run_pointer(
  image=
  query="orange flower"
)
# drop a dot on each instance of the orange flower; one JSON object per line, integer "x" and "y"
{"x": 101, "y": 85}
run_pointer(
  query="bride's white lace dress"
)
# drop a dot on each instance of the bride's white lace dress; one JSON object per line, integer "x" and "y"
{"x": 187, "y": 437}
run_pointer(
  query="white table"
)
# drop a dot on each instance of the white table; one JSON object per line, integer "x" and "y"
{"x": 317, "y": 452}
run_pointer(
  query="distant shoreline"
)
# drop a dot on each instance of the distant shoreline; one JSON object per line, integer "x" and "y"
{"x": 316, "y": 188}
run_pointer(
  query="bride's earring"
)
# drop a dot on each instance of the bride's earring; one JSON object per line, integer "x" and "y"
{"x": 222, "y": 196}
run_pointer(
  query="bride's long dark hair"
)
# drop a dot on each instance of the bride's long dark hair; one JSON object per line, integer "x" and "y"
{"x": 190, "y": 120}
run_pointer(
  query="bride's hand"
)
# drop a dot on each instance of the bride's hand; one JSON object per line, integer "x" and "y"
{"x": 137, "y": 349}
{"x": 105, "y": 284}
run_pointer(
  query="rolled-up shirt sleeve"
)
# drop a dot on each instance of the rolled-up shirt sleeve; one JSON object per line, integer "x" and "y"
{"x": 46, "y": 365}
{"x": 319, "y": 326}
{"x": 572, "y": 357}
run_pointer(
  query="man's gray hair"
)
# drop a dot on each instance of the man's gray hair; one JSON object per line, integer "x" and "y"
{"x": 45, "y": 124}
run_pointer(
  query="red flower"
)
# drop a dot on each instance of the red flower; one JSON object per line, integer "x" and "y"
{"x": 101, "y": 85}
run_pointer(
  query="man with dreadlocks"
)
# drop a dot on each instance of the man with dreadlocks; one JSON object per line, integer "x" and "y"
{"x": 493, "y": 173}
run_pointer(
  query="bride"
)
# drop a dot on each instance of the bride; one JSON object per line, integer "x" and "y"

● ● ●

Output the material in full, matching it word for word.

run_pointer(
  image=
  query="orange flower"
)
# drop a dot on each instance of the orange flower; one JSON object per line, integer "x" and "y"
{"x": 101, "y": 85}
run_pointer(
  query="bride's white lace dress"
)
# drop a dot on each instance of the bride's white lace dress; one JSON object per line, integer "x" and "y"
{"x": 187, "y": 437}
run_pointer(
  query="white table"
)
# drop a dot on each instance of the white table; one JSON object per line, integer "x" and "y"
{"x": 317, "y": 452}
run_pointer(
  query="distant shoreline"
)
# drop a dot on each instance of the distant shoreline; one JSON object per line, integer "x" and "y"
{"x": 316, "y": 188}
run_pointer(
  query="bride's earring"
)
# drop a dot on each instance of the bride's earring; one JSON object per line, integer "x" and "y"
{"x": 222, "y": 196}
run_pointer(
  query="bride's long dark hair"
)
# drop a dot on each instance of the bride's long dark hair; one JSON object per line, integer "x" and "y"
{"x": 190, "y": 120}
run_pointer(
  query="bride's hand"
)
# drop a dot on each instance of the bride's hand; one JSON object per line, integer "x" and "y"
{"x": 137, "y": 349}
{"x": 105, "y": 284}
run_pointer(
  query="rolled-up shirt sleeve"
)
# drop a dot on each instance of the rolled-up shirt sleeve; one JSON object per line, integer "x" and "y"
{"x": 46, "y": 365}
{"x": 319, "y": 326}
{"x": 572, "y": 357}
run_pointer(
  query="man's gray hair"
)
# drop a dot on each instance of the man's gray hair; one JSON object per line, integer "x" and "y"
{"x": 45, "y": 124}
run_pointer(
  query="red flower"
)
# drop a dot on each instance of the red flower; one JSON object per line, integer "x" and "y"
{"x": 101, "y": 85}
run_pointer(
  query="man with dreadlocks"
)
# drop a dot on each instance of the man with dreadlocks; one JSON object per line, integer "x" and "y"
{"x": 493, "y": 173}
run_pointer(
  query="bride"
)
# drop a dot on each instance of the bride; one JSON object per line, integer "x" and "y"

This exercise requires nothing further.